====== Data shown

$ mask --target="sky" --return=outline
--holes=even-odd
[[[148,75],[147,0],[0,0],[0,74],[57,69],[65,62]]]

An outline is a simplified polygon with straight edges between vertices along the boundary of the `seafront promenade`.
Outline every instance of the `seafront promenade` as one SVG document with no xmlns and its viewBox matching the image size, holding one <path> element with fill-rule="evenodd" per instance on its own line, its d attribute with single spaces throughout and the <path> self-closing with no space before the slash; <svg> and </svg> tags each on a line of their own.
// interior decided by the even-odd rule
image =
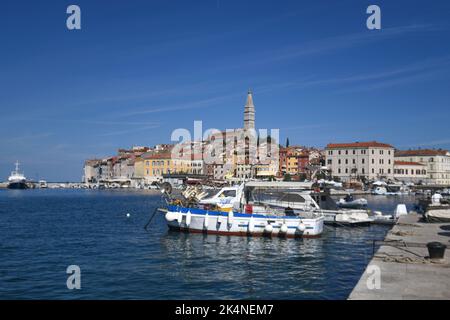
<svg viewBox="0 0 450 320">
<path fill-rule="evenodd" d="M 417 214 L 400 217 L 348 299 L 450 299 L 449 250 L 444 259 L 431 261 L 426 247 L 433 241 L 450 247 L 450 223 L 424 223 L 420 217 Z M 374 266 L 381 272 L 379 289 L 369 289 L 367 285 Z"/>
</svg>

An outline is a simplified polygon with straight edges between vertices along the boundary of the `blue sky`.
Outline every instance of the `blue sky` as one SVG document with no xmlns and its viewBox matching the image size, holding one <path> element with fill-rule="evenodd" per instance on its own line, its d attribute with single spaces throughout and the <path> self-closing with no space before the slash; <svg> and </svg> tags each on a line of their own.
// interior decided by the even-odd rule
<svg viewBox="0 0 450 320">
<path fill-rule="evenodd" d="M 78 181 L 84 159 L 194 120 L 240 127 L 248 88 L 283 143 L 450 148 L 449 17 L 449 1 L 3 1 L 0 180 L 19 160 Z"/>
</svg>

============
====== Data shown

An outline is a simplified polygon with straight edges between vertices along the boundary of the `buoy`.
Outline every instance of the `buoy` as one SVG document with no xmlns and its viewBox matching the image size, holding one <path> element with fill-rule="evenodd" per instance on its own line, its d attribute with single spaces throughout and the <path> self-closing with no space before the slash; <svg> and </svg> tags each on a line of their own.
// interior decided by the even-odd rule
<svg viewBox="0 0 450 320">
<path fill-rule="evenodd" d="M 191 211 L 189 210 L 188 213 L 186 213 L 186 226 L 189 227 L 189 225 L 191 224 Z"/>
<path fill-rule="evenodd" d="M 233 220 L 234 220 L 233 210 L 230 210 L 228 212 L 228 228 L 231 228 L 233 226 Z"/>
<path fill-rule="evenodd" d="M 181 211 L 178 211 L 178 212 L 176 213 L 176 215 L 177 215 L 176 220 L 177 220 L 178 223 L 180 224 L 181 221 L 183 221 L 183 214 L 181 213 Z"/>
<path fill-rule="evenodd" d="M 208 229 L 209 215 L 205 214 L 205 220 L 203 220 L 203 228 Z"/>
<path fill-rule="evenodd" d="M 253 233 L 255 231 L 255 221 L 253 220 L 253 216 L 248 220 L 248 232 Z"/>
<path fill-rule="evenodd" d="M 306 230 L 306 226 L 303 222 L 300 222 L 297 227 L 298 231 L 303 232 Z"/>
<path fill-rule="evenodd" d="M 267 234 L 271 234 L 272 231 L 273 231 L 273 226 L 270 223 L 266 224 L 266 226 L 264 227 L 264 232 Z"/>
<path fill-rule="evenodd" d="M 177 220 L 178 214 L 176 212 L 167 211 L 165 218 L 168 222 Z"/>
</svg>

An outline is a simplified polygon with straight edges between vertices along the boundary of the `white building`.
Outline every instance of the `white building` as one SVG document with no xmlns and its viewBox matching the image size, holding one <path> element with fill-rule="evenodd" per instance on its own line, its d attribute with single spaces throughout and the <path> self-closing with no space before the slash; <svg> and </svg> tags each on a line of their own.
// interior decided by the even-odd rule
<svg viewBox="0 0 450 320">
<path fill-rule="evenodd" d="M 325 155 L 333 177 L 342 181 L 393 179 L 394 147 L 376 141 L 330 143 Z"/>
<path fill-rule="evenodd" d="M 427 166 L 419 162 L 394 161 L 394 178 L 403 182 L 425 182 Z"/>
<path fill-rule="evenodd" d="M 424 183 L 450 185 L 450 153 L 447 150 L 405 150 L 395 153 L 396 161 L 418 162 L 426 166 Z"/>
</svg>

============
====== Data shown

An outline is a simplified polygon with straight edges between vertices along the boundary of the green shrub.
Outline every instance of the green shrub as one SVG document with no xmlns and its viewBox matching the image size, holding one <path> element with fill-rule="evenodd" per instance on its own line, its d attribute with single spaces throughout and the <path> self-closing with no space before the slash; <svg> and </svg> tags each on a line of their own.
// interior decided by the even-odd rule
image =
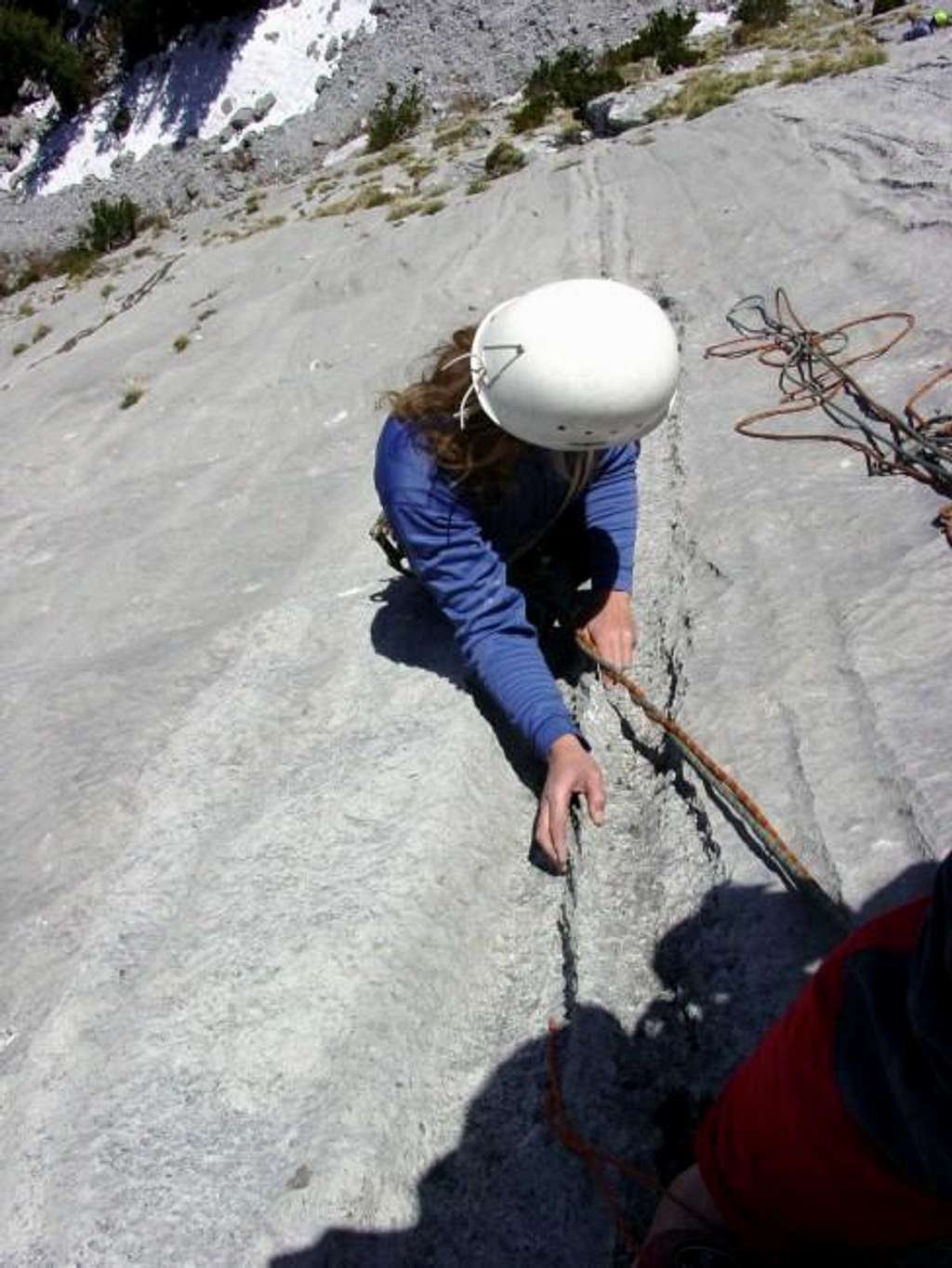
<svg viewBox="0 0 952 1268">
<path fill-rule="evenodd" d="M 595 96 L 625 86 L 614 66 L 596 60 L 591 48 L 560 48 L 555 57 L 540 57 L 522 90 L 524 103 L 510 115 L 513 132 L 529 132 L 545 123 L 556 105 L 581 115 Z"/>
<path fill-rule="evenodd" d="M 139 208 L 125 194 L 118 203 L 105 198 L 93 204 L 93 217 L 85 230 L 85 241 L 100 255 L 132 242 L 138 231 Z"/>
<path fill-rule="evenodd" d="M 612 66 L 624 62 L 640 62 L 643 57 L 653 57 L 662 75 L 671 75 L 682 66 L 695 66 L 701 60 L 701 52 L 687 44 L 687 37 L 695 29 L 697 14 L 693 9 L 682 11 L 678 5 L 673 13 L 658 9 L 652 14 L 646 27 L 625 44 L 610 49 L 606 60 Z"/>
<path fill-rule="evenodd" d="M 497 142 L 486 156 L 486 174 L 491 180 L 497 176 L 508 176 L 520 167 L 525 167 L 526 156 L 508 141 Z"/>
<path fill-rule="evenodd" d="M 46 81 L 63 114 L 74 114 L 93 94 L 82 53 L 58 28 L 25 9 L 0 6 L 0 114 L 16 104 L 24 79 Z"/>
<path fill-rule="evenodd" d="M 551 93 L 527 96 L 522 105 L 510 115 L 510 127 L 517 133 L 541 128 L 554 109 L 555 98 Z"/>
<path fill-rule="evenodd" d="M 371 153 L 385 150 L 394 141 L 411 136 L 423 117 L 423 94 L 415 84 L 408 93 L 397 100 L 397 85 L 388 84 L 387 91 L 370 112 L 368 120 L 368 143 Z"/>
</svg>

============

Format the part of the records above that opens with the line containing "the green shrub." and closes with the line containing "81 L 63 114" as a Markdown table with the columns Row and Record line, numbering each row and leaving out blank lines. Omit the pictures from the table.

| Row | Record line |
|---|---|
| 1 | An outline is a simplified polygon with straight edges between vertices along the boundary of the green shrub. |
| 2 | Outline every instance of the green shrub as one SVG document with no xmlns and its viewBox matching the image size, holding one <path> element with fill-rule="evenodd" per instance on its own line, its d attribute with single spaces throughout and the <path> self-closing with no space before the slash; <svg> and </svg> tags each on a line of their own. |
| 3 | // interior decided by the even-odd rule |
| 4 | image = |
| 5 | <svg viewBox="0 0 952 1268"> |
| 6 | <path fill-rule="evenodd" d="M 595 96 L 625 86 L 614 66 L 596 60 L 591 48 L 560 48 L 555 57 L 540 57 L 522 90 L 524 103 L 510 115 L 513 132 L 529 132 L 545 123 L 556 105 L 581 115 Z"/> |
| 7 | <path fill-rule="evenodd" d="M 139 208 L 125 194 L 118 203 L 105 198 L 93 204 L 93 217 L 85 230 L 85 241 L 100 255 L 132 242 L 138 231 Z"/> |
| 8 | <path fill-rule="evenodd" d="M 612 66 L 624 62 L 640 62 L 643 57 L 653 57 L 662 75 L 671 75 L 682 66 L 695 66 L 701 60 L 701 52 L 687 44 L 687 37 L 695 29 L 697 14 L 693 9 L 682 11 L 678 5 L 673 13 L 658 9 L 652 14 L 646 27 L 625 44 L 610 49 L 606 60 Z"/> |
| 9 | <path fill-rule="evenodd" d="M 497 142 L 486 156 L 486 174 L 491 180 L 497 176 L 508 176 L 520 167 L 525 167 L 526 156 L 508 141 Z"/> |
| 10 | <path fill-rule="evenodd" d="M 46 81 L 63 114 L 74 114 L 93 94 L 82 53 L 58 28 L 25 9 L 0 6 L 0 114 L 16 104 L 24 79 Z"/> |